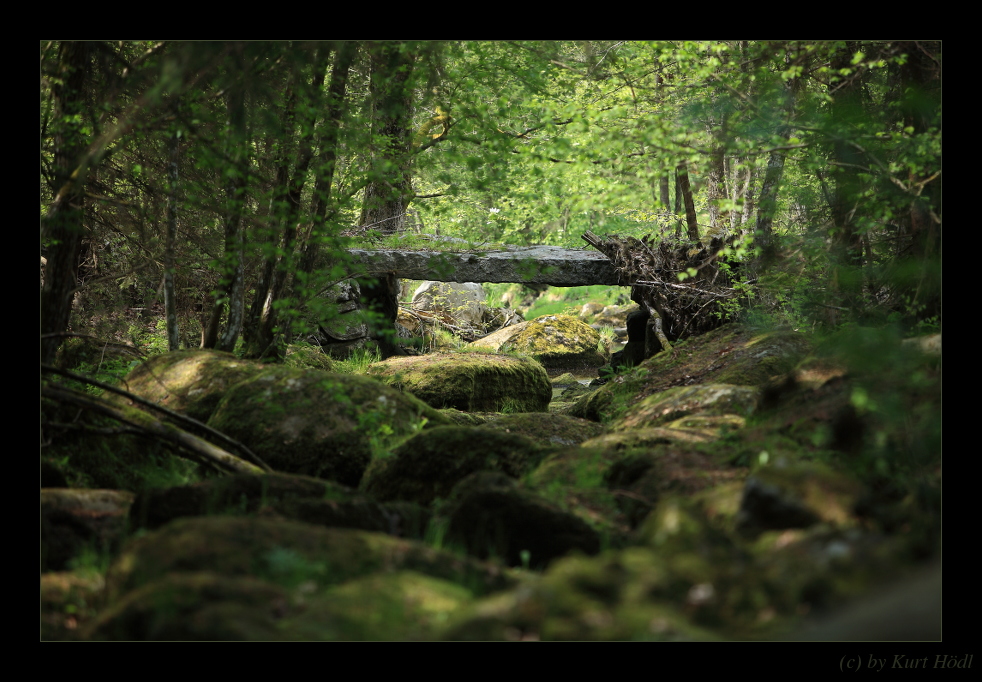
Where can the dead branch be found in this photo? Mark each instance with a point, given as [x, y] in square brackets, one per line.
[176, 417]
[198, 449]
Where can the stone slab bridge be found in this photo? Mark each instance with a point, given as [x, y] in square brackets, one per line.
[523, 264]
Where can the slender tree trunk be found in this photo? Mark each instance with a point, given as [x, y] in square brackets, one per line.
[327, 162]
[663, 193]
[292, 183]
[847, 248]
[690, 208]
[63, 227]
[920, 229]
[389, 193]
[678, 203]
[771, 184]
[231, 287]
[170, 305]
[747, 194]
[716, 185]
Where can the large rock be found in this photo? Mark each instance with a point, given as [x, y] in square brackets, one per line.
[464, 302]
[429, 465]
[283, 552]
[675, 403]
[490, 516]
[189, 381]
[317, 423]
[300, 498]
[557, 341]
[75, 520]
[475, 382]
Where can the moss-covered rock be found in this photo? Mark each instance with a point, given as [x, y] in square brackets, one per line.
[797, 495]
[490, 516]
[69, 601]
[732, 354]
[319, 424]
[559, 342]
[74, 521]
[472, 382]
[299, 498]
[429, 465]
[305, 356]
[196, 606]
[189, 381]
[675, 403]
[550, 430]
[604, 598]
[285, 553]
[392, 606]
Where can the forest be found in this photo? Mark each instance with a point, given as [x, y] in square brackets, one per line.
[204, 195]
[225, 180]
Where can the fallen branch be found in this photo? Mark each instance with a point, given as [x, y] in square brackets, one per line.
[200, 450]
[170, 414]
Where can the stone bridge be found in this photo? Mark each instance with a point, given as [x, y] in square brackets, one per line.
[525, 264]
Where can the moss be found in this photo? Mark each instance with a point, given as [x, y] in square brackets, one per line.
[192, 381]
[549, 430]
[286, 553]
[675, 403]
[472, 382]
[560, 342]
[304, 356]
[429, 465]
[320, 424]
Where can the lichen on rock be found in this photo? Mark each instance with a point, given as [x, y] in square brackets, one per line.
[471, 382]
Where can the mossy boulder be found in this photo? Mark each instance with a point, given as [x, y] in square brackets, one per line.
[300, 498]
[286, 553]
[549, 430]
[430, 464]
[796, 494]
[74, 521]
[557, 341]
[472, 382]
[304, 356]
[490, 516]
[393, 606]
[732, 354]
[581, 598]
[189, 381]
[683, 401]
[317, 423]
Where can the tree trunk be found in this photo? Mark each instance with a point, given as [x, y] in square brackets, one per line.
[663, 191]
[388, 194]
[847, 246]
[285, 206]
[327, 162]
[682, 174]
[920, 228]
[63, 227]
[716, 186]
[170, 305]
[231, 287]
[767, 197]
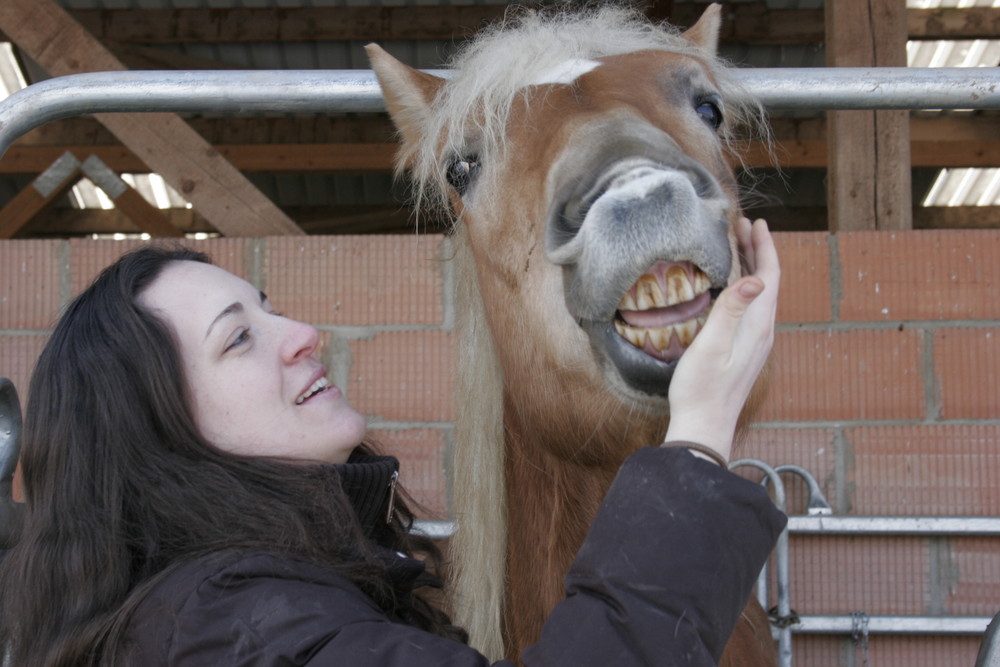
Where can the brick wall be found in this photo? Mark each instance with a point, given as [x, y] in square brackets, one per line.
[883, 384]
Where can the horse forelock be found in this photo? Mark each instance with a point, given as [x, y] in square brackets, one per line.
[470, 113]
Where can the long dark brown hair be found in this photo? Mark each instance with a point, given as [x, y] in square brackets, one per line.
[120, 486]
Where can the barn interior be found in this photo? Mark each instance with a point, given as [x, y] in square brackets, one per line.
[331, 173]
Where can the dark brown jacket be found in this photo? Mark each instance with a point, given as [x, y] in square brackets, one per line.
[668, 566]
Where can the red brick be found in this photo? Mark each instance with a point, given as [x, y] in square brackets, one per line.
[812, 449]
[421, 454]
[18, 355]
[935, 470]
[805, 277]
[967, 367]
[89, 257]
[920, 275]
[357, 280]
[404, 375]
[975, 589]
[839, 575]
[907, 651]
[845, 375]
[29, 284]
[817, 651]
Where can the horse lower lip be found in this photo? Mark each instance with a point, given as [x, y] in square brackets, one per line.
[669, 316]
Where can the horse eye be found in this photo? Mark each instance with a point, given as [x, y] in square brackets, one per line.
[461, 172]
[710, 113]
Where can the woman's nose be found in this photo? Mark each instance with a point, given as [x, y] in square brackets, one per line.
[299, 341]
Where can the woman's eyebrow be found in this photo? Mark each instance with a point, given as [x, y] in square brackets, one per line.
[231, 309]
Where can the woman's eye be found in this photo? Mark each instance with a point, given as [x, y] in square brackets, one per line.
[710, 113]
[461, 172]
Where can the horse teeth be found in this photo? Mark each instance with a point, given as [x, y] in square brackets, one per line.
[679, 288]
[627, 302]
[701, 282]
[648, 293]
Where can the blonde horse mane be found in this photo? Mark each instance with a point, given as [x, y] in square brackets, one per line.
[490, 71]
[479, 545]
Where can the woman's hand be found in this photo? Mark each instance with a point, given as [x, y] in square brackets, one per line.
[716, 374]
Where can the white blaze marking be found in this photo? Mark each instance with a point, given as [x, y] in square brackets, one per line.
[566, 72]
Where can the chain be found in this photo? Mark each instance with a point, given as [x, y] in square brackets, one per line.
[859, 634]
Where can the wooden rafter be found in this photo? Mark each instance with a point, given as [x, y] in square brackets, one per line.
[362, 144]
[163, 141]
[866, 189]
[743, 22]
[61, 175]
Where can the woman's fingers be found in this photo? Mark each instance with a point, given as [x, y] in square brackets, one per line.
[744, 245]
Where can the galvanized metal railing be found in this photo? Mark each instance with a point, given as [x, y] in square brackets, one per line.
[329, 91]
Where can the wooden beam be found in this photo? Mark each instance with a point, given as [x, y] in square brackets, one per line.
[163, 141]
[32, 200]
[867, 188]
[63, 222]
[60, 222]
[952, 23]
[377, 158]
[147, 217]
[232, 130]
[743, 23]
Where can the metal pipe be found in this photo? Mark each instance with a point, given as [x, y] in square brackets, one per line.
[898, 625]
[781, 561]
[328, 91]
[817, 503]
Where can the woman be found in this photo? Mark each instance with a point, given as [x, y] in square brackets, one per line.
[198, 493]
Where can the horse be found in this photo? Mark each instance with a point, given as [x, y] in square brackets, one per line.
[583, 159]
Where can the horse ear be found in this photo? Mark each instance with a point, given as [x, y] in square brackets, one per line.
[705, 32]
[408, 92]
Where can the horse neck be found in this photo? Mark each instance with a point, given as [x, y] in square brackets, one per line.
[550, 505]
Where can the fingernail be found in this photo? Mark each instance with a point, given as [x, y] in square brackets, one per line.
[751, 288]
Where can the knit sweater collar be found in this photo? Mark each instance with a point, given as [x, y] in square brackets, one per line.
[369, 483]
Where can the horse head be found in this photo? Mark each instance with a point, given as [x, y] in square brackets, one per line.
[583, 158]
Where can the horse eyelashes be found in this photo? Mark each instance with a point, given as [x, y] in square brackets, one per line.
[461, 172]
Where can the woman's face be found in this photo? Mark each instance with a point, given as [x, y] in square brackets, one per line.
[256, 385]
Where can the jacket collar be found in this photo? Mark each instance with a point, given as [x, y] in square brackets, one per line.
[369, 482]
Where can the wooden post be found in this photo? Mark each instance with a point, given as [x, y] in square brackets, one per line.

────────────────────

### WHAT THE EXERCISE ASKS
Word for word, quote the lines from the line containing "Where can the metal" through the end of the material, both included, and nothing else.

### OUTPUT FOR THIS EXERCISE
Where can the metal pipe be found in this photo? Mark each instance with a point, given as [x, y] in square brackets, one per line.
[898, 625]
[781, 561]
[328, 91]
[817, 503]
Where can the woman be found in this photo? Mark each instance with a point, given as [x, y] in square brackets, one per line.
[198, 493]
Where can the horse be found in this photo? Mark each instance with a point, given as [x, y] in square brackets, one per line.
[583, 159]
Where can the horse ear be found in this photo? Mark each instance with a point, given as [x, y] in square brackets, one per line.
[705, 32]
[408, 92]
Where can the horse neck be found in this photo? Mark each instance with a point, given as [x, y] in square brackets, one per line.
[550, 505]
Where can the fingernail be found in this photo? Mark each instance with a point, given as [x, y] in square brackets, one per line.
[751, 288]
Where can the knit sweater collar be found in this photo? Mark each instance with a point, given as [x, y] in square brackets, one per line.
[369, 483]
Where can the horse head be found in this photo? Mark each instance with a point, given as [x, y] in square brackets, one per line.
[583, 158]
Where can the horse eyelashes be found in this photo? Mark each instance with a point, given as [x, y] in square brackets, one per line.
[461, 172]
Where can the woman's face be found in this photo? Mark each instance with a point, given as [x, y] in square brackets, one per line.
[256, 385]
Where can the jacket collar be found in this photo? Mark each instance with a point, given as [x, y] in square brackets, one per line.
[369, 482]
Where can the wooden post be found in this photo? Mark each instance with a point, given as [x, y] in square brackets, one per line.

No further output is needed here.